__DA SVOLGERE__
Prosegui il brano sul discorso di Crispi eletto presidente della Camera, riprendendo subito dopo l'ultima frase riportata.

L’imparzialità del Presidente della Camera, a prescindere dalla sua elezione a maggioranza spesso esigua, era una ricorrente petizione di principio. Un po’ dottrinaria e senza riscontro nei comportamenti concreti. Con Crispi per la prima volta il Presidente della Camera dispose la cancellazione del proprio nome dall’elenco per la “chiama” nelle votazioni23.
Al di là dell’effettiva rappresentatività del paese legale rispetto al paese reale, cioè della Camera scaturita dal voto di novembre, a Crispi il prestigio della presidenza della Camera sembrava l’occasione storica per indossare il manto della responsabilità, per ricondurre a liberalismo e ricomporre in abiti istituzionali i tormentati passaggi della sua biografia politica. Di qui l’importanza di quel discorso:
Onorevoli colleghi, elevato da voi a questo altissimo posto, io ve ne ringrazio, non per me che nulla poteva essermi dovuto, ma perché avete voluto onorare la costanza e la fede in quelle idee che oggi sono divenute il programma del reale Governo. Voi avete dato una tacita, ma significante adesione a quei principi di libertà e di giustizia che abbiamo sempre sostenuto, ed agli intendimenti miei per le riforme politiche ed amministrative da tanto tempo desiderate ed ora più che mai volute dalla pubblica opinione.
Questo mutuo sostegno, questa reciproca corrente di pensieri mi rinfranca negl’intenti, segnandomi la meta a cui devono giungere le nostre volontà riunite. Ed or permettete che io faccia a voi una mia dichiarazione e che vi indichi i miei doveri.
Se un dì l’amore travagliato, ma indomito per la libertà e l’unità della patria mi ha spinto con passione alle supreme e audaci imprese per conquistare un tanto bene – se la mente convinta e l’animo ardente nelle lotte politiche mi concitarono spesso la parola, che irrompeva senza altro ritegno in fuori di quello della illimitata fiducia in tutto ciò che io reputava vero e giusto – se il mio stesso temperamento meridionale e subitaneo sovente mi lanciava in una via piena di pericoli – sappiate, onorevoli colleghi, che questo complesso di elementi costitutivi della mia persona io li conosco, e qui, su questo Seggio, io metterò tutte le mie forze per governarli. (Applausi)

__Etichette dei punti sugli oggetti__
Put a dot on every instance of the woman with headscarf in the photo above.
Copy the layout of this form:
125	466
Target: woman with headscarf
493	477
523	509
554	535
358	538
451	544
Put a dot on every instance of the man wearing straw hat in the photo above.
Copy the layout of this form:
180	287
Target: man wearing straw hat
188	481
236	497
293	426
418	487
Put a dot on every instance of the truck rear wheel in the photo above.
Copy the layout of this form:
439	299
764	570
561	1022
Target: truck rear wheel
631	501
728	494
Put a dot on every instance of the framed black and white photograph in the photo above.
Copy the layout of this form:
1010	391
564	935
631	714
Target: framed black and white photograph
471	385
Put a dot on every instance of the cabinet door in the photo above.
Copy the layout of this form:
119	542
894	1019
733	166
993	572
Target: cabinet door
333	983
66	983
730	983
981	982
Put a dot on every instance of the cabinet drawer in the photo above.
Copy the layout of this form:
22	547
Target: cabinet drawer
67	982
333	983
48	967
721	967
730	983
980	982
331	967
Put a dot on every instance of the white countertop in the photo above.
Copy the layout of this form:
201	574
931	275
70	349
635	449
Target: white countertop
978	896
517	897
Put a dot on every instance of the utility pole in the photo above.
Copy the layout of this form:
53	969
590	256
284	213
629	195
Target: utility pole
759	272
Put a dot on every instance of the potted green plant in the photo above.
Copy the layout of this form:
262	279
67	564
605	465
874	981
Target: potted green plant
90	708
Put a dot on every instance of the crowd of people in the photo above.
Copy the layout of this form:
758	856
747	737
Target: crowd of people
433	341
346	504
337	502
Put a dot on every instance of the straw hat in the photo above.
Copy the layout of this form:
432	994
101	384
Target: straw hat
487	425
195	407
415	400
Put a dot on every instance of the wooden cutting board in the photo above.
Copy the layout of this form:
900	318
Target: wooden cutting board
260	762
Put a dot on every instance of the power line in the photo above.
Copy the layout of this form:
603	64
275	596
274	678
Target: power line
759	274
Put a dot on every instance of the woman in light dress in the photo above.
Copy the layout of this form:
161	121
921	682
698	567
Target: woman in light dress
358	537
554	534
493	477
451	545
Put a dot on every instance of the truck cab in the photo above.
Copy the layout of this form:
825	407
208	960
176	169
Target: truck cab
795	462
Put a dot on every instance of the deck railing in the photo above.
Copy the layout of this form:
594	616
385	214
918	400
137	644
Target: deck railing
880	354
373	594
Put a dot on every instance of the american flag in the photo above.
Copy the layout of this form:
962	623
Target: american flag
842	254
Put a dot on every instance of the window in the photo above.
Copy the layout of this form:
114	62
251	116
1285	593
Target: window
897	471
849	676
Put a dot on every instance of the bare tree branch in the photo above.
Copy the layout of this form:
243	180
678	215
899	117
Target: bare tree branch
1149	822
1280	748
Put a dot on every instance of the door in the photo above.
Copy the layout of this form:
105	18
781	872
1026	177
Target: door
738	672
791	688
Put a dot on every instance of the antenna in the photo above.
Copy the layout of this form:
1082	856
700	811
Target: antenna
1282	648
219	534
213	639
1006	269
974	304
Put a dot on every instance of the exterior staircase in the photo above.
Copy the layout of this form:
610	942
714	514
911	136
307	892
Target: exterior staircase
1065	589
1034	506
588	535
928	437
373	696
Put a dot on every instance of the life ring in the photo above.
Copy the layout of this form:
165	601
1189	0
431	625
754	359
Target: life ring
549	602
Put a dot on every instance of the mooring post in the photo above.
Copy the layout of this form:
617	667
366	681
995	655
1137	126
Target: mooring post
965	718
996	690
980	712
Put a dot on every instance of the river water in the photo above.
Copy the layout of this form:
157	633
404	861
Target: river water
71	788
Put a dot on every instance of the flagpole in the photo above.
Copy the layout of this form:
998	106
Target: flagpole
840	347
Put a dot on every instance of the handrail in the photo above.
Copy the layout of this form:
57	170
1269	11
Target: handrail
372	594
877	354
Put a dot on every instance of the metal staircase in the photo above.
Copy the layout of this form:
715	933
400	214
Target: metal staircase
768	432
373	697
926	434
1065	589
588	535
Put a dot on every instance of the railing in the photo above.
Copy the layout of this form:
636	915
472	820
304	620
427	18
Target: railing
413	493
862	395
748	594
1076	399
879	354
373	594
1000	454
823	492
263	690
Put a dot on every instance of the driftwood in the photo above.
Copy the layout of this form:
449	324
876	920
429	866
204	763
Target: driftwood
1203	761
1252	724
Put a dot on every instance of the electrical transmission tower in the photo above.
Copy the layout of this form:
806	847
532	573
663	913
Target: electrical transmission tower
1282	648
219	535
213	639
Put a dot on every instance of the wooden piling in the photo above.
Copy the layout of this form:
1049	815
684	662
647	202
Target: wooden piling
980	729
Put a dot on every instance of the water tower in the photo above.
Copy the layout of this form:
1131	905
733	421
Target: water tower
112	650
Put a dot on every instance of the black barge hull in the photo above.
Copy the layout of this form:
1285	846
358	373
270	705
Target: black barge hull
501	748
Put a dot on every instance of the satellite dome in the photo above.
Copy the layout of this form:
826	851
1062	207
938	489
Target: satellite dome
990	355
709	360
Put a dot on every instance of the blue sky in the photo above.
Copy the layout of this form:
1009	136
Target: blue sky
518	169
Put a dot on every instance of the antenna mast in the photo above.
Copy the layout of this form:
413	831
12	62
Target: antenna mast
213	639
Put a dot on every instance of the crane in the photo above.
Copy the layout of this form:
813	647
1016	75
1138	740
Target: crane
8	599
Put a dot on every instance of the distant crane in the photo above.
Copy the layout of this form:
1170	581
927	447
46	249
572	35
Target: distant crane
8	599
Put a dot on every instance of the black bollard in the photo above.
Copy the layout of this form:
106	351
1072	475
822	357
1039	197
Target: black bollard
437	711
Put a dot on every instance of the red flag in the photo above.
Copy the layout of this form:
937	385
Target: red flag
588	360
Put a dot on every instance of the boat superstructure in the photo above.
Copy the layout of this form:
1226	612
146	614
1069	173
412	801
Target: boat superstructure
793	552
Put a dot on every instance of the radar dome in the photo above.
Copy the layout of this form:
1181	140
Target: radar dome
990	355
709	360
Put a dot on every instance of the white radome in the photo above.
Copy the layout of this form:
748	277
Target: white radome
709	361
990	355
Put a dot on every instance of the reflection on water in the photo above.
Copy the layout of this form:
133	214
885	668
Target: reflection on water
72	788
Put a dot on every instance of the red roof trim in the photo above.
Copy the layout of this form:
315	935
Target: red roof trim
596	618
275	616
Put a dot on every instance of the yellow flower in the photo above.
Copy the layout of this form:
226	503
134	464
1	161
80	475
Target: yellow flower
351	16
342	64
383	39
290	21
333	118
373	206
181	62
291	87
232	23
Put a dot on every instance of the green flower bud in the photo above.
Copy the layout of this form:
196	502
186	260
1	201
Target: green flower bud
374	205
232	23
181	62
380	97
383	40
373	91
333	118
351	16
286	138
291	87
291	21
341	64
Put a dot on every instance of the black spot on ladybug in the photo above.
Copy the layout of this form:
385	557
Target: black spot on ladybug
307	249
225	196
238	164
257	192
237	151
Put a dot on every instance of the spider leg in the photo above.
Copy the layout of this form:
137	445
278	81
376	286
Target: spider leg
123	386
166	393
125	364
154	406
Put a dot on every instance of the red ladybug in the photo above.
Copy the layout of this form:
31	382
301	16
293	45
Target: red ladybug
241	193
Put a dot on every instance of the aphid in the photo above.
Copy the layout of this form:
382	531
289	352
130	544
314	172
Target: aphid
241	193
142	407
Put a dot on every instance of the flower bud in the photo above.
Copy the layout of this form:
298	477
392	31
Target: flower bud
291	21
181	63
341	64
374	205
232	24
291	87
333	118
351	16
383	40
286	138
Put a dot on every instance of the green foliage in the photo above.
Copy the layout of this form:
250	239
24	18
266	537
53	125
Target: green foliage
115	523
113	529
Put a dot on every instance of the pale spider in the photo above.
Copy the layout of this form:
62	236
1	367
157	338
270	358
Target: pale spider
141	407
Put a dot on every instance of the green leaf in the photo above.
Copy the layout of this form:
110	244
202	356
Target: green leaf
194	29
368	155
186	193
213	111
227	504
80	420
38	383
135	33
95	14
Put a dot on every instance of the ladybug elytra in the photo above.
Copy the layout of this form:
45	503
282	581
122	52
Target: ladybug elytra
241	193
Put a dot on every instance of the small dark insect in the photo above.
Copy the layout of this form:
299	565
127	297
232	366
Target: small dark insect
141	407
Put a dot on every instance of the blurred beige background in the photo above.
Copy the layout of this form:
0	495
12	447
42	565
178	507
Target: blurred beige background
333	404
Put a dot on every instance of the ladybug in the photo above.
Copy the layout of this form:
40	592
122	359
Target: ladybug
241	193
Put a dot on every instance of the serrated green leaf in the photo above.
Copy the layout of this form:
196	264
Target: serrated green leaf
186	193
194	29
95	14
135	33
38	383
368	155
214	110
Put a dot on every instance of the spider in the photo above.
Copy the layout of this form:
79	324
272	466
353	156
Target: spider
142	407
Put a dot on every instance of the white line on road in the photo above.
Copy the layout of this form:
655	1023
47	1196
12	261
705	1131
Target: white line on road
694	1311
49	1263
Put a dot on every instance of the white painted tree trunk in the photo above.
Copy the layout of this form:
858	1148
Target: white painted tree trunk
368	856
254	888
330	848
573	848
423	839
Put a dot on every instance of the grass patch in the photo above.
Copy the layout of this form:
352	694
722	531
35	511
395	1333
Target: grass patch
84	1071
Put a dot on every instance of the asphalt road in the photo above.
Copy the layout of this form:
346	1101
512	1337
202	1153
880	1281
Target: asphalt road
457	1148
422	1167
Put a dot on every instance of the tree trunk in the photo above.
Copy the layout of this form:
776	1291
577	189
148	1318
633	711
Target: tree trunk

__ESITO ESERCIZIO__
Come nel seno dell’Etna ribolle spesso e si rattiene l’ignea materia antica, mentre sulla sua vetta sta tranquilla e perpetua la neve, così accanto all’ardore dell’animo, alla eccitabilità della fibra ho posto il dominio sicuro di una ferma volontà, e questa adoprerò tutta per mantenere la più stretta imparzialità (Benissimo! a sinistra) nel presiedere e regolare le vostre discussioni.
Con tale proponimento dimenticherò il posto da cui venni (Bene!), ricorderò quello in cui sono. Essendo alla Presidenza di questa Camera, rammenterò sempre che ebbi da voi un sacro deposito, la libertà della tribuna, ed integro lo trasmetterò al mio successore.
A destra, a sinistra, al centro e sui seggi ministeriali io non distinguo partiti, io non riconosco che uomini devoti al bene della patria comune. (Vivi segni di approvazione) Nello agitarsi e contrapporsi dei vari pensieri e propositi in questa Camera, io ravviserò il fecondo affaticarsi del maggior senno italiano; e dalla copia e dal cozzo delle idee, io vedrò con soddisfazione scattare la scintilla animatrice delle grandi riforme. (Benissimo!)
Se io potessi parteggiare, spegnerei, spergiuro e quasi parricida, quella sacra favilla, e voi concedetemi, cari ed onorevoli colleghi, che io mi senta convinto, che voi non supporrete che io possa menomamente mancare al debito mio. (Bene!) Sono da voi abbastanza conosciuto, perché sappiate quanto ami la patria ed il suo progresso, e vi assicuro che mi adoprerò con tutte le mie forze, onde darvene nuove testimonianze. (Segni di approvazione)
Voi avete, in questa libera e sincera espansione dell’animo mio, la parola che vi dò e che terrò fedelmente, di essere imparziale. Concedetemi ora la vostra, ed è che sarete con me benevoli ed indulgenti. Dipende anche da voi, che a me si renda facile l’esercizio del mandato che mi venne conferito.
Con questi intendimenti io mi metto in possesso delle mie funzioni. (Applausi prolungati da tutte le parti della Camera)24.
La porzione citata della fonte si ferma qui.